* **Given instruction**: Format every entry below as a Markdown table with two columns, Row and Line: number the lines in order under Row and copy each one under Line. Omit blank lines.

* **Material supplied**:

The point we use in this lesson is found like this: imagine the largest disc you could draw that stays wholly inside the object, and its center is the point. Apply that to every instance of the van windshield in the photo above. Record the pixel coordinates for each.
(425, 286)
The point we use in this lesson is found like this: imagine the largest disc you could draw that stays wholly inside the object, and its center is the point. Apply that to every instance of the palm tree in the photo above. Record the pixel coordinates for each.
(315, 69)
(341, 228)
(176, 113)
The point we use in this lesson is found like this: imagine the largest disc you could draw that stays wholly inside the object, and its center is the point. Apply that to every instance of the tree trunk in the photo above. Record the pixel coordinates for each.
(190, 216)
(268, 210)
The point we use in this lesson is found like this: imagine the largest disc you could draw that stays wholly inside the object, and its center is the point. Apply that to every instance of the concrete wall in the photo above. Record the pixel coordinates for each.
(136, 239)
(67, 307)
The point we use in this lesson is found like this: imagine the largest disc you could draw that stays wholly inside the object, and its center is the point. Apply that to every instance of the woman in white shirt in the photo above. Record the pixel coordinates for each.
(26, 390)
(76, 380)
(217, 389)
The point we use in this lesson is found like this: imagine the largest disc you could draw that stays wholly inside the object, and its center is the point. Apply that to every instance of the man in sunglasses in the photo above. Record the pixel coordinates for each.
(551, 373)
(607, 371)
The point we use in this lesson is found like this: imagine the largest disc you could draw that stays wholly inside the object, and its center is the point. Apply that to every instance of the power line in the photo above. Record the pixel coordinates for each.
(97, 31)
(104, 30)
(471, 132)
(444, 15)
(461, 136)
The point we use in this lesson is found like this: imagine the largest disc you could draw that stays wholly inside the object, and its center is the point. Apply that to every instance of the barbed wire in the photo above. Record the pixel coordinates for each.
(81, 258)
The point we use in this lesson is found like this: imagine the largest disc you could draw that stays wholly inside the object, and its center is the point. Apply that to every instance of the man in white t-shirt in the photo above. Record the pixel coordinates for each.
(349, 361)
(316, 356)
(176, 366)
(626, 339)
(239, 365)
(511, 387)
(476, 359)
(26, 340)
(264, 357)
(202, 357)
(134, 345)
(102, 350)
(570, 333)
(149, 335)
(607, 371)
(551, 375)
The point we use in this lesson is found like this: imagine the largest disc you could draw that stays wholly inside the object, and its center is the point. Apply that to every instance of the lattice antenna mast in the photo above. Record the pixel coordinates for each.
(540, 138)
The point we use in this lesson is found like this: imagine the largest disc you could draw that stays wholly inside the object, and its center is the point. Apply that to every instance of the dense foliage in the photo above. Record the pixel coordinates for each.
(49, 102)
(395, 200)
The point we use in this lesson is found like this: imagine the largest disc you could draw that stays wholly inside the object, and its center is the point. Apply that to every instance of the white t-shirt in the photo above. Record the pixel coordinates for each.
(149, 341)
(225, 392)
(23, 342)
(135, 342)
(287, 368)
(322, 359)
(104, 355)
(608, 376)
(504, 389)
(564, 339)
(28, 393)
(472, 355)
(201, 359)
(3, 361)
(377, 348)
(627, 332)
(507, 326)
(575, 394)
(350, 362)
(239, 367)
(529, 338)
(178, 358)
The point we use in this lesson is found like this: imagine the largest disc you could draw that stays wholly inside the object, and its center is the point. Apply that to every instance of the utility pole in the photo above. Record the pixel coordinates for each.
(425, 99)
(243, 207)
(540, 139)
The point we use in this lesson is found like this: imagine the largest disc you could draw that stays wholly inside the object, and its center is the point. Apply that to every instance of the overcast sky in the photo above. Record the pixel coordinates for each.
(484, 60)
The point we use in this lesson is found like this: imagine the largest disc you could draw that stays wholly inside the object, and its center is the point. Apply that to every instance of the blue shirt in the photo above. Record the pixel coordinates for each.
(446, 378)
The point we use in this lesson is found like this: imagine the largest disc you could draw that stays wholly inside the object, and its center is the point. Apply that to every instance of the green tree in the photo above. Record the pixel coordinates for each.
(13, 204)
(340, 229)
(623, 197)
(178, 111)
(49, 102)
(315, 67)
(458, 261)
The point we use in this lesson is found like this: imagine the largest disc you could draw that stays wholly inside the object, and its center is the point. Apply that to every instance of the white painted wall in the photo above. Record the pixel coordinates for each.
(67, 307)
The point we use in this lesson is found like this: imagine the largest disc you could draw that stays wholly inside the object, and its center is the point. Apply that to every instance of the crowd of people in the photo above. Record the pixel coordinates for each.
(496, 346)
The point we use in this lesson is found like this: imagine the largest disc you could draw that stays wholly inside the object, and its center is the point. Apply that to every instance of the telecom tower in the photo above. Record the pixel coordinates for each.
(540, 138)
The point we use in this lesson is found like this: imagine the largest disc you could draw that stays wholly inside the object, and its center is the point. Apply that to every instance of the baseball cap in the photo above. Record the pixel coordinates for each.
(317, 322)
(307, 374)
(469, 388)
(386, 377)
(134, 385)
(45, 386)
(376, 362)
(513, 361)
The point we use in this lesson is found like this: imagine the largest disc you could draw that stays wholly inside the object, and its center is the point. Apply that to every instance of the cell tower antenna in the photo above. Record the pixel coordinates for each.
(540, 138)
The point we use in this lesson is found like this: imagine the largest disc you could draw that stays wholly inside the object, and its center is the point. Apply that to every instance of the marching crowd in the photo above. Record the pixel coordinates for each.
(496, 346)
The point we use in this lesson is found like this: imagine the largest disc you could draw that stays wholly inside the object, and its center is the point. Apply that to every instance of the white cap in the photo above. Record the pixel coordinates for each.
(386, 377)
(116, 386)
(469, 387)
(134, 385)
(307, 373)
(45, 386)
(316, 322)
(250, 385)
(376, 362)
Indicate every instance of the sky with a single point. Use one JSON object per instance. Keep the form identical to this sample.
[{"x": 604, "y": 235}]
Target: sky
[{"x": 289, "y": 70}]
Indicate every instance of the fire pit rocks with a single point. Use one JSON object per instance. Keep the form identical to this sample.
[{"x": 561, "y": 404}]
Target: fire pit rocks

* **Answer below**:
| Row | Line |
|---|---|
| 1 | The point we use in this lesson is found like this: imagine the largest disc you could draw that stays wholly inside the object, and its center is the point. Apply that to every instance of the van windshield in the photo above. Record the pixel coordinates for each. |
| 2 | (425, 286) |
| 3 | The point we use in this lesson is found like this: imagine the largest disc you could draw that stays wholly inside the object, and its center is the point. Apply that to every instance of the palm tree in the photo above. Record the pixel coordinates for each. |
| 4 | (315, 69) |
| 5 | (341, 228) |
| 6 | (176, 113) |
| 7 | The point we use in this lesson is found like this: imagine the largest disc you could draw that stays wholly inside the object, and its center is the point. Apply that to every instance of the tree trunk in the photo above. Record the pixel coordinates for each. |
| 8 | (190, 216) |
| 9 | (268, 210) |
| 10 | The point we use in this lesson is found like this: imagine the largest disc you could draw that stays wholly inside the object, and its center is the point. Apply that to every instance of the concrete wall in the photo above. Record the pixel coordinates for each. |
| 11 | (136, 239) |
| 12 | (67, 307) |
| 13 | The point we use in this lesson is found like this: imagine the largest disc you could draw that stays wholly inside the object, and its center is the point. Apply that to every instance of the woman in white shirt in the photo above. Record the pixel coordinates for each. |
| 14 | (26, 390) |
| 15 | (76, 380) |
| 16 | (217, 389) |
| 17 | The point we use in this lesson is found like this: imagine the largest disc you could draw that stays wholly inside the object, and its center is the point. Apply that to every instance of the man in sunglasses in the photo above. Record the pixel coordinates for each. |
| 18 | (551, 373) |
| 19 | (607, 371) |
| 20 | The point we use in this lesson is found like this: imagine the largest disc you could draw that stays wholly inside the object, and its center is the point. Apply that to every instance of the power line in the photo above. Record the pixel coordinates for each. |
| 21 | (97, 31) |
| 22 | (104, 30) |
| 23 | (471, 132) |
| 24 | (444, 15) |
| 25 | (461, 136) |
| 26 | The point we use in this lesson is found like this: imagine the largest disc you could draw that stays wholly inside the object, and its center is the point. Apply that to every instance of the barbed wire in the photo above. Record the pixel coordinates for each. |
| 27 | (81, 258) |
| 28 | The point we use in this lesson is found like this: imagine the largest disc you could draw that stays wholly inside the object, and its center is the point. Apply that to every instance of the man in white t-shirt in the photo above. Record the pixel coordinates for each. |
| 29 | (349, 361) |
| 30 | (316, 356) |
| 31 | (176, 366) |
| 32 | (626, 339) |
| 33 | (239, 365) |
| 34 | (511, 387) |
| 35 | (476, 359) |
| 36 | (26, 340) |
| 37 | (264, 357) |
| 38 | (202, 357) |
| 39 | (134, 345) |
| 40 | (102, 350) |
| 41 | (570, 333) |
| 42 | (149, 335) |
| 43 | (607, 371) |
| 44 | (551, 375) |
| 45 | The point we use in this lesson is found like this: imagine the largest disc you could draw that stays wholly inside the object, and its center is the point. Apply that to every instance of the lattice antenna mast in the photo above. Record the pixel coordinates for each. |
| 46 | (540, 138) |
| 47 | The point we use in this lesson is found like this: imagine the largest disc you could draw that stays wholly inside the object, and its center is the point. Apply that to every instance of the dense foliage in the photo above. Record the pixel coordinates for each. |
| 48 | (49, 102) |
| 49 | (395, 200) |
| 50 | The point we use in this lesson is found like this: imagine the largest disc you could draw that stays wholly inside the object, and its center is the point. Apply that to every instance of the white t-shirt in the photo above. Record the pixel coordinates for each. |
| 51 | (149, 341) |
| 52 | (225, 392) |
| 53 | (23, 342) |
| 54 | (135, 342) |
| 55 | (287, 368) |
| 56 | (322, 359) |
| 57 | (104, 355) |
| 58 | (608, 376) |
| 59 | (504, 389) |
| 60 | (564, 339) |
| 61 | (28, 393) |
| 62 | (472, 355) |
| 63 | (201, 359) |
| 64 | (3, 361) |
| 65 | (377, 348) |
| 66 | (627, 332) |
| 67 | (507, 326) |
| 68 | (575, 394) |
| 69 | (350, 362) |
| 70 | (239, 367) |
| 71 | (529, 338) |
| 72 | (178, 358) |
| 73 | The point we use in this lesson is found like this: imagine the largest disc you could draw that stays wholly inside the object, and its center is the point. Apply that to every instance of the utility pole in the photo above. Record the pixel coordinates for each. |
| 74 | (425, 99) |
| 75 | (243, 207) |
| 76 | (540, 139) |
| 77 | The point we use in this lesson is found like this: imagine the largest disc you could draw that stays wholly inside the object, and its center is the point. Apply that to every instance of the overcast sky in the photo above. Record the pixel coordinates for each. |
| 78 | (484, 60) |
| 79 | The point we use in this lesson is found like this: imagine the largest disc you could draw that stays wholly inside the object, and its center is the point. Apply that to every instance of the blue shirt in the photo above. Record the pixel coordinates for each. |
| 80 | (446, 378) |
| 81 | The point we use in this lesson is found like this: imagine the largest disc you could draw that stays wholly inside the object, and its center is the point. Apply that to every instance of the green tree in the photo above. Record the pixel coordinates for each. |
| 82 | (13, 204) |
| 83 | (340, 229) |
| 84 | (623, 197) |
| 85 | (178, 111) |
| 86 | (49, 102) |
| 87 | (315, 67) |
| 88 | (458, 261) |
| 89 | The point we use in this lesson is found like this: imagine the largest disc you could draw that stays wholly inside the object, and its center is the point. Apply that to every instance of the white painted wall in the photo above. Record the pixel coordinates for each. |
| 90 | (67, 307) |
| 91 | The point we use in this lesson is found like this: imagine the largest disc you could draw that stays wholly inside the object, and its center is the point. Apply that to every instance of the crowd of people in the photo above. Record the pixel coordinates for each. |
| 92 | (496, 346) |
| 93 | The point we use in this lesson is found like this: imagine the largest disc you could draw that stays wholly inside the object, and its center is the point. Apply that to every instance of the telecom tower in the photo above. Record the pixel coordinates for each. |
| 94 | (540, 138) |
| 95 | The point we use in this lesson is found like this: imagine the largest disc you could draw that stays wholly inside the object, and its center is the point. Apply that to every instance of the baseball cap in the photo above. Record the pixel coordinates for each. |
| 96 | (317, 322) |
| 97 | (307, 374) |
| 98 | (469, 388) |
| 99 | (386, 377) |
| 100 | (134, 385) |
| 101 | (45, 386) |
| 102 | (376, 362) |
| 103 | (513, 361) |
| 104 | The point we use in this lesson is found like this: imagine the largest disc you could draw that stays wholly inside the object, and its center is the point. Apply that to every instance of the cell tower antenna in the photo above. Record the pixel coordinates for each. |
| 105 | (540, 138) |
| 106 | The point we use in this lesson is found like this: imagine the largest disc you could draw that stays wholly inside the object, and its center is the point. Apply that to every instance of the marching crowd in the photo above. Record the pixel coordinates for each. |
| 107 | (496, 346) |
| 108 | The point we use in this lesson is found like this: imagine the largest disc you could draw that stays wholly inside the object, and its center is the point. Apply that to every instance of the white cap in the photo above. Record the pixel coordinates for each. |
| 109 | (386, 377) |
| 110 | (116, 386) |
| 111 | (469, 387) |
| 112 | (134, 385) |
| 113 | (307, 373) |
| 114 | (45, 386) |
| 115 | (316, 322) |
| 116 | (250, 385) |
| 117 | (376, 362) |
| 118 | Indicate every instance of the sky with a single point. Use one JSON object per instance. Keep the form identical to this sample. |
| 119 | [{"x": 604, "y": 235}] |
| 120 | Target: sky |
| 121 | [{"x": 289, "y": 70}] |
| 122 | Indicate every instance of the fire pit rocks with a single point. Use one JSON object per instance. Keep the form identical to this sample. |
| 123 | [{"x": 561, "y": 404}] |
| 124 | Target: fire pit rocks |